## Begin

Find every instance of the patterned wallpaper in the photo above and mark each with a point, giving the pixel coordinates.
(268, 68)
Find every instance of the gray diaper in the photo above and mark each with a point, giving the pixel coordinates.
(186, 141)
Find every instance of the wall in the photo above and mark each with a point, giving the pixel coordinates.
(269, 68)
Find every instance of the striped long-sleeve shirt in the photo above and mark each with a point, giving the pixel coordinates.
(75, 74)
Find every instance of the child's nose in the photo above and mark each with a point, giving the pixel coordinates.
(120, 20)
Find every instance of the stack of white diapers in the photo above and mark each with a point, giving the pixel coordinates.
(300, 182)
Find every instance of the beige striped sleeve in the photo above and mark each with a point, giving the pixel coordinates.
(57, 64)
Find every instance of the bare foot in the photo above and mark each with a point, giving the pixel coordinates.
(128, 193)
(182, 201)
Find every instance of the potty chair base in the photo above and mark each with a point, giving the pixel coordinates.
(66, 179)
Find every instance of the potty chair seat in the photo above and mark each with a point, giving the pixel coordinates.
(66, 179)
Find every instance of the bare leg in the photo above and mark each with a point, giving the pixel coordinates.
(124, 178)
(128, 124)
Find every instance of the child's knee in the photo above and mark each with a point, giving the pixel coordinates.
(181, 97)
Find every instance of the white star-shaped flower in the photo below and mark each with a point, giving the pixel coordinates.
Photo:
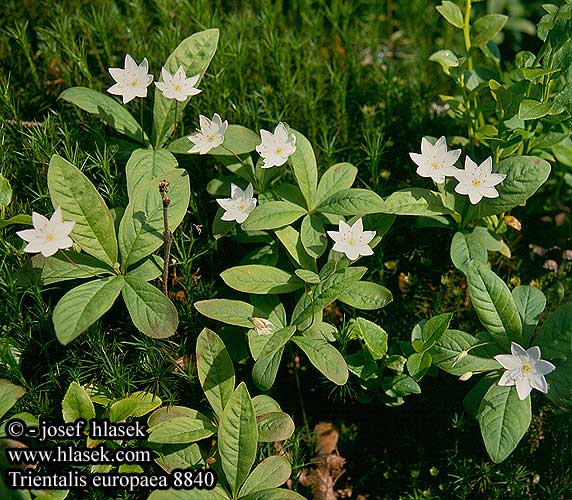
(276, 147)
(239, 205)
(178, 86)
(132, 81)
(48, 236)
(478, 181)
(435, 161)
(210, 136)
(525, 369)
(352, 240)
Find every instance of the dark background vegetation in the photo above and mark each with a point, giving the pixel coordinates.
(353, 76)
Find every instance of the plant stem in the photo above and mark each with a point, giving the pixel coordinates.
(167, 235)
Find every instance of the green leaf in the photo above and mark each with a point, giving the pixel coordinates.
(81, 202)
(215, 370)
(146, 164)
(274, 494)
(326, 358)
(504, 419)
(231, 312)
(148, 269)
(218, 493)
(135, 405)
(142, 226)
(415, 201)
(434, 328)
(77, 404)
(530, 303)
(292, 242)
(458, 352)
(238, 438)
(9, 394)
(494, 305)
(313, 235)
(82, 306)
(530, 109)
(180, 430)
(274, 426)
(272, 472)
(5, 192)
(188, 457)
(68, 265)
(373, 336)
(525, 174)
(268, 361)
(464, 249)
(304, 167)
(105, 108)
(17, 219)
(337, 177)
(272, 215)
(329, 290)
(261, 279)
(446, 58)
(352, 202)
(418, 363)
(367, 296)
(151, 311)
(486, 28)
(194, 54)
(452, 13)
(238, 140)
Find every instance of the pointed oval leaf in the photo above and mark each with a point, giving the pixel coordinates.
(81, 202)
(326, 358)
(77, 404)
(272, 472)
(215, 370)
(525, 174)
(494, 305)
(367, 296)
(303, 163)
(194, 54)
(82, 306)
(238, 438)
(530, 303)
(504, 419)
(238, 140)
(452, 13)
(106, 108)
(465, 248)
(151, 311)
(258, 279)
(337, 177)
(352, 202)
(9, 394)
(180, 430)
(327, 291)
(272, 215)
(231, 312)
(146, 164)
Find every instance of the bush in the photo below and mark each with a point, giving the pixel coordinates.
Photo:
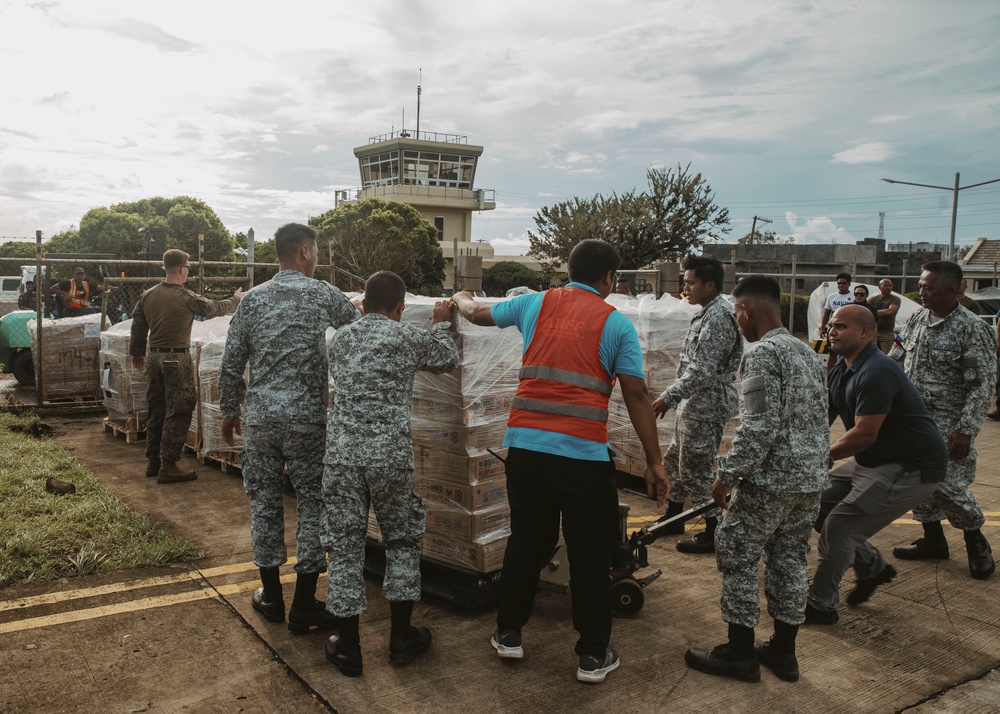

## End

_Requirement_: Strip out the images, then output the records above word for word.

_The reply_:
Find every instance of the patterned wallpaper in the photo above and mark each with a point, giving the pixel coordinates.
(268, 68)
Find every instance of the gray diaper in the photo above and mark each with a point, giving the pixel coordinates.
(186, 141)
Find every instance of the wall in the photo above and mark each with a point, giving the pixel coordinates.
(269, 68)
Find every instance of the striped long-sleeve shirt in the photo above and mark each with a point, giving the pixel coordinates.
(75, 74)
Find every instance of the child's nose in the photo above and mark each with a point, giving the pixel coordinates.
(120, 20)
Find every instance of the stack of white diapers in the photo above and mark each with a point, giving the pixel coordinates.
(300, 182)
Find every instance of the beige striped sleeve in the photo above and mark each with a point, giving the pixel coordinates.
(57, 64)
Find every instance of the bare foot in the photo above and mark each with a point, giving the pixel coordinates.
(128, 193)
(182, 201)
Find every instance of the potty chair base in the photo above and mark each with a point, giving the pixel coordinates.
(66, 179)
Find every instance of the potty chair seat in the photo above and mark each with a point, giving the pixel coordinates.
(66, 179)
Find every instance of the bare leg in the photo above and mark each with a point, giving the pixel coordinates.
(124, 178)
(128, 124)
Find every instance of the child's knee in the photo above and mark each with a point, giving the pixel coordinates.
(181, 97)
Find every instance of the white star-shaped flower in the photo below and mark each with a point, giving the pixel coordinates.
Photo:
(276, 147)
(239, 205)
(178, 86)
(132, 81)
(48, 236)
(478, 181)
(435, 161)
(210, 136)
(525, 369)
(352, 240)
Find every instance of the dark background vegetation in the photo above and mark each with a point, giving the pixel coordinates.
(353, 76)
Find every instance of the plant stem in the photo above and mark each with a point, giving the pixel coordinates.
(167, 235)
Find every instance of the green leaf in the photo above and mark each with a point, giving the pixel coordinates.
(81, 202)
(215, 370)
(146, 164)
(274, 494)
(326, 358)
(504, 419)
(231, 312)
(148, 269)
(218, 493)
(135, 405)
(142, 226)
(415, 201)
(434, 328)
(77, 404)
(530, 303)
(292, 242)
(458, 352)
(238, 438)
(9, 394)
(494, 305)
(313, 235)
(82, 306)
(530, 109)
(180, 430)
(274, 426)
(272, 472)
(5, 192)
(188, 457)
(68, 265)
(373, 336)
(525, 174)
(268, 361)
(464, 249)
(304, 167)
(105, 108)
(17, 219)
(337, 177)
(272, 215)
(329, 290)
(261, 279)
(446, 58)
(352, 202)
(418, 363)
(367, 296)
(151, 311)
(486, 28)
(194, 54)
(452, 13)
(238, 140)
Find every instance of the pointed oval leaf in the photo above and mark each with a point, giving the pixel coordinates.
(81, 202)
(326, 358)
(77, 404)
(272, 472)
(215, 370)
(525, 174)
(494, 305)
(367, 296)
(303, 163)
(194, 54)
(82, 306)
(238, 438)
(530, 303)
(504, 419)
(238, 140)
(452, 13)
(106, 108)
(465, 248)
(151, 311)
(258, 279)
(337, 177)
(352, 202)
(9, 394)
(180, 430)
(327, 291)
(272, 215)
(231, 312)
(146, 164)
Find every instance of the bush in the photo below and mark each with a point, giving the pixel coordinates.
Photo:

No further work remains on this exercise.